**Description of the task:**
Please convert every line of the material below into a JSON list of strings, one string per line, leaving out blank lines.

**Data excerpts:**
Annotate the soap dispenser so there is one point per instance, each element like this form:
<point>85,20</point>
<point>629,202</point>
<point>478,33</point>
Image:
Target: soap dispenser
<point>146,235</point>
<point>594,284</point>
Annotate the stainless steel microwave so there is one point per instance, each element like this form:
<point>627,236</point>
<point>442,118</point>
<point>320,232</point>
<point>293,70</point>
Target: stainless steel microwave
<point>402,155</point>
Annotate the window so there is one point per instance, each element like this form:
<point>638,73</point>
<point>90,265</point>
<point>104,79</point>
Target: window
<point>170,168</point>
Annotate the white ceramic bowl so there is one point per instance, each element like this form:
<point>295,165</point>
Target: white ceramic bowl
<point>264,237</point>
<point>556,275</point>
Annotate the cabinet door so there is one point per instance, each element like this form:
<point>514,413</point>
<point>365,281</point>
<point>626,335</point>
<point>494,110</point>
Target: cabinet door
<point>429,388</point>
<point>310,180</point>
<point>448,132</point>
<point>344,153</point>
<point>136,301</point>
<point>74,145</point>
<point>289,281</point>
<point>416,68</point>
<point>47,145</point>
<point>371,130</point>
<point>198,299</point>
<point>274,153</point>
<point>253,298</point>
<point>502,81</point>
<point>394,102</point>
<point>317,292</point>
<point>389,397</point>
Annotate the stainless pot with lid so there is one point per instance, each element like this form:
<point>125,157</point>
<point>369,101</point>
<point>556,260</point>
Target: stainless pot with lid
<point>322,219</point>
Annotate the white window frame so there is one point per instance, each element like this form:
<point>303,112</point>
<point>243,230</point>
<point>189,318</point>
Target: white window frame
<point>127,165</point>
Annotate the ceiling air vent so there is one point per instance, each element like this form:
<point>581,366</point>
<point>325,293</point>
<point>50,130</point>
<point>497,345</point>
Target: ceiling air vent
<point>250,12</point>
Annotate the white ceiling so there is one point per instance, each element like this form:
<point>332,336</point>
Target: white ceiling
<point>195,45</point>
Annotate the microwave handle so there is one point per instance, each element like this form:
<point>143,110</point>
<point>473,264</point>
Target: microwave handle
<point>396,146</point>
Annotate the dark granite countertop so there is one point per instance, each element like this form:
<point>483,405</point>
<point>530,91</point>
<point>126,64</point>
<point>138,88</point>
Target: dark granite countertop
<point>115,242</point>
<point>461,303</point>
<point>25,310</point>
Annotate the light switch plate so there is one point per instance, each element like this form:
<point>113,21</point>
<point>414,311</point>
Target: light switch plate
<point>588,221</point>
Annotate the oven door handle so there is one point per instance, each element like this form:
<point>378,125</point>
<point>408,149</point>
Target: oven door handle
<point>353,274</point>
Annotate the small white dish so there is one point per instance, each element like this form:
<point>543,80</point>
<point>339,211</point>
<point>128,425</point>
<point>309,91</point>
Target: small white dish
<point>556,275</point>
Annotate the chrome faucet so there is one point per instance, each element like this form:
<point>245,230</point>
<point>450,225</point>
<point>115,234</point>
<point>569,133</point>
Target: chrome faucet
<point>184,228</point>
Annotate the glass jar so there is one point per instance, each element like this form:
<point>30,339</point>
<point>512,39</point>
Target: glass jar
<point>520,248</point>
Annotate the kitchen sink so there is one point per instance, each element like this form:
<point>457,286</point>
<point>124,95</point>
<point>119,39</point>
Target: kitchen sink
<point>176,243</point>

**Exercise output:**
[
  "Annotate the soap dispenser so there is one point per instance, each element like this form:",
  "<point>85,20</point>",
  "<point>629,202</point>",
  "<point>478,33</point>",
  "Image:",
  "Target: soap dispenser",
  "<point>146,235</point>",
  "<point>594,284</point>",
  "Annotate the stainless steel microwave so there is one point per instance, each element like this form:",
  "<point>627,236</point>",
  "<point>442,118</point>",
  "<point>320,232</point>",
  "<point>293,70</point>",
  "Target: stainless steel microwave",
  "<point>402,155</point>",
  "Annotate the window so there is one point per instance, each element like this form:",
  "<point>638,73</point>",
  "<point>90,265</point>",
  "<point>104,79</point>",
  "Target: window",
  "<point>170,168</point>",
  "Annotate the white ceramic bowl so there is one point per instance, each element like this form:",
  "<point>295,165</point>",
  "Target: white ceramic bowl",
  "<point>264,237</point>",
  "<point>556,275</point>",
  "Annotate the cabinet door so there is one point per instance, each element like this form:",
  "<point>514,413</point>",
  "<point>365,281</point>",
  "<point>626,335</point>",
  "<point>494,110</point>",
  "Target: cabinet door",
  "<point>429,388</point>",
  "<point>310,180</point>",
  "<point>448,132</point>",
  "<point>344,153</point>",
  "<point>136,301</point>",
  "<point>74,145</point>",
  "<point>289,281</point>",
  "<point>416,68</point>",
  "<point>47,145</point>",
  "<point>371,130</point>",
  "<point>198,299</point>",
  "<point>274,153</point>",
  "<point>253,298</point>",
  "<point>502,81</point>",
  "<point>394,102</point>",
  "<point>317,292</point>",
  "<point>389,397</point>",
  "Annotate the stainless pot with lid so there is one point per instance, each element like this form:",
  "<point>125,157</point>",
  "<point>369,101</point>",
  "<point>556,260</point>",
  "Target: stainless pot with lid",
  "<point>322,219</point>",
  "Annotate the white window frame so there is one point per instance, each element like this form:",
  "<point>303,112</point>",
  "<point>243,230</point>",
  "<point>189,318</point>",
  "Target: white window frame",
  "<point>127,165</point>",
  "Annotate the ceiling air vent so there is one point per instance, each element like this form:",
  "<point>581,366</point>",
  "<point>325,293</point>",
  "<point>50,130</point>",
  "<point>497,345</point>",
  "Target: ceiling air vent",
  "<point>250,12</point>",
  "Annotate the white ceiling so there is one point per instance, each element like this form:",
  "<point>332,336</point>",
  "Target: white ceiling",
  "<point>195,45</point>",
  "Annotate the microwave handle so there is one point per instance, each element like this form:",
  "<point>143,110</point>",
  "<point>473,264</point>",
  "Target: microwave handle",
  "<point>396,146</point>",
  "Annotate the dark granite countertop so there is one point per instance, each element like this form:",
  "<point>483,405</point>",
  "<point>530,91</point>",
  "<point>126,64</point>",
  "<point>138,88</point>",
  "Target: dark granite countertop",
  "<point>115,242</point>",
  "<point>461,303</point>",
  "<point>25,310</point>",
  "Annotate the light switch plate so there is one point per instance, each element like this form:",
  "<point>113,21</point>",
  "<point>414,311</point>",
  "Target: light switch plate",
  "<point>588,221</point>",
  "Annotate the oven door handle so there is one point per instance, each element like this form:",
  "<point>378,125</point>",
  "<point>408,149</point>",
  "Target: oven door handle",
  "<point>353,274</point>",
  "Annotate the small white dish so there is one point per instance, each element like this form:",
  "<point>543,80</point>",
  "<point>339,211</point>",
  "<point>128,425</point>",
  "<point>309,91</point>",
  "Target: small white dish",
  "<point>556,275</point>",
  "Annotate the chrome faucet so there is one point per instance, each element like this form:",
  "<point>245,230</point>",
  "<point>450,225</point>",
  "<point>115,234</point>",
  "<point>569,133</point>",
  "Target: chrome faucet",
  "<point>184,228</point>",
  "Annotate the glass jar so there is one point per instance, each element like this form:",
  "<point>30,339</point>",
  "<point>512,39</point>",
  "Target: glass jar",
  "<point>520,248</point>",
  "Annotate the kitchen sink so there is one point per instance, each element like this form:",
  "<point>457,286</point>",
  "<point>124,95</point>",
  "<point>119,39</point>",
  "Target: kitchen sink",
  "<point>176,243</point>"
]